→ Assignment 1
Using the biographies, mark each statement yes or no and support it with the deciding words of the text, quoted exactly: (a) Tina Stevens has lived in London, Ontario her whole life. (b) Gloria became a Senator for the Metis Nation of Ontario in 2015. (c) Mary-Anne opened a food truck in Oneida.
→ Assignment 2
Answer these questions from the biographies:
(a) What is Tina Stevens's given name?
(b) How many years of sobriety does Tracey have?
(c) In which languages will Gloria present her workshop?
→ Assignment 3
Copy the stretch of the biographies from "M. TRACEY WHITEYE, MSW, RSW - Bear" through "of the Thames.".

→ Extracted text
-*-*-

Since returning to the London-area, Mary-Anne involved herself in  her indigenous and London communities, volunteering on various Boards.  She is presently President of Desh Kaan Ziibii Women's group, the London Chapter of Ontario Native Women's Association (ONWA).  She is Owner/ Operator of Gramz Kitchen and Catering, specializing in indigenous cuisine.  Most recently, she achieved her lifelong dream of opening a food truck in Oneida.

Mary-Anne  has been facilitating  KAIROS Blanket Exercise workshops for the last 5 years.  Currently, Mary-Anne is working with Western University and King's University College, providing education on some of the truths of Canadian History.  

Mary-Anne Kechego
TINA STEVENS - Loon Clan, Kitigan Zibi, Kettle & Stony Point First Nations

Tina Stevens is an Algonquin-Ojibwe woman who has lived in London, Ontario her whole life. She has three strong sons and attributes her energy to having been raised by a strong mother– a great Knowledge Keeper in her own community.   Tina's given name is Minhminhs (Little Pigeon) and is a part of Maang Dodem (Loon Clan). 

For more than 30 years, Tina has worked in court system as a Court and Client representative and other positions within the Ministry of the Attorney-General.  Working with various unions, the Children's Aid Society and other community organizations,  Over a number of years, Tina has been involved in providing education to the OPSEU union members and bringing Indigenous issues forward, especially on water issues.  Tina continues to be an advocate on Reconciliation and historical impacts on Indigenous peoples including the Doctrine of Discovery.

Tina is a very active labour activist in her community as an advocate to uphold the need to address social injustices.   Passionate about making a difference and demanding change, Tina has served since 2010 as Secretary on the London and District Labour Council and is also their 2nd Vice President.  In June2020, Tina was elected to serve as President for Co-Operative Housing Federation of Canada.

Tina enjoys sharing her knowledge about Indigenous teachings, history, culture and traditions using a wide spectrum of resources.  She shares her lived experience within the settings of the courthouse and as a trained Facilitator for  the Kairos Blanket Exercise.


A proud Metis woman with roots in the Northwest Manitoba region, Gloria is the mother of two grown daughters and one grandchild.  Gloria is a Kairos-trained Facilitator. Prior to the pandemic, she was involved in facilitating many Kairos Blanket Exercise workshops. In 2019, Gloria became a Senator for the Metis Nation of Ontario (MNO), local council. She has attended various workshops and Annual General Assemblies at the MNO, enlarging her scope of knowledge about the Metis. Gloria is presently engaged by the Office of Indigenous Initiatives at UWO, as Elder for Metis students.

Gloria is excited and honoured to be presenting the workshop “Who Are We, the Metis People of this Land?” in both English and French.

M. TRACEY WHITEYE, MSW, RSW - Bear Clan, Moraviantown

A  Wilfred Laurier University Masters of Social Work: Indigenous Field of Study graduate, Tracey works at the Anishinabek Educational Institute  in the Social Work Program teaching Indigenous Traditional Healing Methods.  

Tracey's spirit name is Wabusk Skweow Kahetapit Neegn Nipeek Ohscheh - which means “Polar Bear Woman or White Bear Woman Who is Looking Ahead from the Water”.   Tracey is Lenaapeew/ Anishinaabe kwe from the Bear Clan. The Nation she comes from is Elunaapeewii Lahkeewiit First Nations, known as  Moraviantown or Moravian Nation of the Thames. 

In her 21 years of sobriety, Tracey has learned how to walk the Red Path, as an Oshkaabewis kwe (a woman helper for the Creator). Like many Indigenous across Turtle Island,  Tracey's healing journey came from the impact of colonization, assimilation, and oppression.   As a proud  Nokimis (Grandmother), Tracey continues to learn her role and responsibilities.

-*-*-

(Stored records)

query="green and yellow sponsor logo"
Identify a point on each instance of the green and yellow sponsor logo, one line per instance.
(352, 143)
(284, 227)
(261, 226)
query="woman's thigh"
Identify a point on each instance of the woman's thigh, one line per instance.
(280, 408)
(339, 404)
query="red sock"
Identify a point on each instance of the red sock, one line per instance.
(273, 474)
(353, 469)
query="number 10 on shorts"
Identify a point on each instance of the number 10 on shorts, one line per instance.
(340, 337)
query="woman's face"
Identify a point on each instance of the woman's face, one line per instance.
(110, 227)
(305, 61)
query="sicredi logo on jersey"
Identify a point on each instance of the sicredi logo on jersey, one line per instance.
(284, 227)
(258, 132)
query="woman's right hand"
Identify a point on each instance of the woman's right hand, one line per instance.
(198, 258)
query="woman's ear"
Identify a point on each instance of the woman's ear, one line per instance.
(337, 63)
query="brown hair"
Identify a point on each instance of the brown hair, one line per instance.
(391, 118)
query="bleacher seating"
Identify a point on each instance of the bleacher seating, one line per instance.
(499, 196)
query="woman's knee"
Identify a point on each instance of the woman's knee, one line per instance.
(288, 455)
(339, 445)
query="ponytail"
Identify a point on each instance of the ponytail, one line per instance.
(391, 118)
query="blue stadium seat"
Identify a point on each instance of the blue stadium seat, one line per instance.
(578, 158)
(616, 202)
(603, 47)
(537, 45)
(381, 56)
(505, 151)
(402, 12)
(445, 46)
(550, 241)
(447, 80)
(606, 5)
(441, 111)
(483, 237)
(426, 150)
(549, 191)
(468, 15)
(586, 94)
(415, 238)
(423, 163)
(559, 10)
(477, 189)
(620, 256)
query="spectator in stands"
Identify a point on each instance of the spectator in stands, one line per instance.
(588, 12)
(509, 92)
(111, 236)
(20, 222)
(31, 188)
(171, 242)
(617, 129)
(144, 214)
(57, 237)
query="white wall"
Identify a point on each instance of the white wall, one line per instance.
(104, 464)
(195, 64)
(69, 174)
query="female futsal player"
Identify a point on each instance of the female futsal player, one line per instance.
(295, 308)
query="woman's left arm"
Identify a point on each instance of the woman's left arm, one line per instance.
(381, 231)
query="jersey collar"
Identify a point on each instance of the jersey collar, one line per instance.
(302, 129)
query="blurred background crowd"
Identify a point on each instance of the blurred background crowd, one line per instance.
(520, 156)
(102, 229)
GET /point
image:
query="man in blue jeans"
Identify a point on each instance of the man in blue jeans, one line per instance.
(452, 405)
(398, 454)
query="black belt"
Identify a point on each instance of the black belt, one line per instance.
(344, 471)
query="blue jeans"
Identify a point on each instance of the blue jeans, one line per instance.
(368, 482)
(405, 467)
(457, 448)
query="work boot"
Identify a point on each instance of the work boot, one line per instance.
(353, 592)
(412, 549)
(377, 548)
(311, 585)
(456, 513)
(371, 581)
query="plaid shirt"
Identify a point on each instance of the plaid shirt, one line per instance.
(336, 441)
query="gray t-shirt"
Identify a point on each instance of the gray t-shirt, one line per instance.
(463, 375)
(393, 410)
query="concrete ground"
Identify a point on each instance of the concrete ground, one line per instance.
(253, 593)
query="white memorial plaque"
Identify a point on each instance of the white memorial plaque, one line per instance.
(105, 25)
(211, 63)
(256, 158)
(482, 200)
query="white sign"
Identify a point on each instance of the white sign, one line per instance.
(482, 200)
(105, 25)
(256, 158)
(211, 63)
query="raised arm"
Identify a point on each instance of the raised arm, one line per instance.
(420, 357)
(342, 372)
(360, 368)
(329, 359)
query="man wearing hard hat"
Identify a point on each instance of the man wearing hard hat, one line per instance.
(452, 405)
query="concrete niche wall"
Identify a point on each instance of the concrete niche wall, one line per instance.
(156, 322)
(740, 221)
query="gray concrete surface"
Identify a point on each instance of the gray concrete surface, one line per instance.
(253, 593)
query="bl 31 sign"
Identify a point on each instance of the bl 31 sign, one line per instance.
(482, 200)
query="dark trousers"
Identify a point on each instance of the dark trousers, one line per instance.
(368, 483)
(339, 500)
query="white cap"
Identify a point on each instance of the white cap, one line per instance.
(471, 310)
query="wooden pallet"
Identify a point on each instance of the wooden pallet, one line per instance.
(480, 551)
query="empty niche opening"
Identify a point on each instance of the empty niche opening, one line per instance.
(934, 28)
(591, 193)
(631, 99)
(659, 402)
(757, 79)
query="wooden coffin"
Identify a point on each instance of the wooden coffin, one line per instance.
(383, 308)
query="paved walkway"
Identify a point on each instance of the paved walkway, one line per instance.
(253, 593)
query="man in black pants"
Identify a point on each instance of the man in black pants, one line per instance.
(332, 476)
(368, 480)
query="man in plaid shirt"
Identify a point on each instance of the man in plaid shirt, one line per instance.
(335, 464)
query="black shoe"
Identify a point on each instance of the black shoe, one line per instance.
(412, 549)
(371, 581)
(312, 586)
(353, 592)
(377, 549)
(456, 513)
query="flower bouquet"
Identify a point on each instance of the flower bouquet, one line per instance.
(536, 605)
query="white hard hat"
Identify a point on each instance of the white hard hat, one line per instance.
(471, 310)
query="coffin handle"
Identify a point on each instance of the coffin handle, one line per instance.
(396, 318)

-*-*-

→ Exercise output 1
(a) Yes: "has lived in London, Ontario her whole life"
(b) No: "In 2019, Gloria became a Senator for the Metis Nation of Ontario (MNO), local council."
(c) Yes: "Most recently, she achieved her lifelong dream of opening a food truck in Oneida."

→ Exercise output 2
(a) Minhminhs (Little Pigeon)
(b) 21 years
(c) English and French

→ Exercise output 3
M. TRACEY WHITEYE, MSW, RSW - Bear Clan, Moraviantown

A  Wilfred Laurier University Masters of Social Work: Indigenous Field of Study graduate, Tracey works at the Anishinabek Educational Institute  in the Social Work Program teaching Indigenous Traditional Healing Methods.  

Tracey's spirit name is Wabusk Skweow Kahetapit Neegn Nipeek Ohscheh - which means “Polar Bear Woman or White Bear Woman Who is Looking Ahead from the Water”.   Tracey is Lenaapeew/ Anishinaabe kwe from the Bear Clan. The Nation she comes from is Elunaapeewii Lahkeewiit First Nations, known as  Moraviantown or Moravian Nation of the Thames.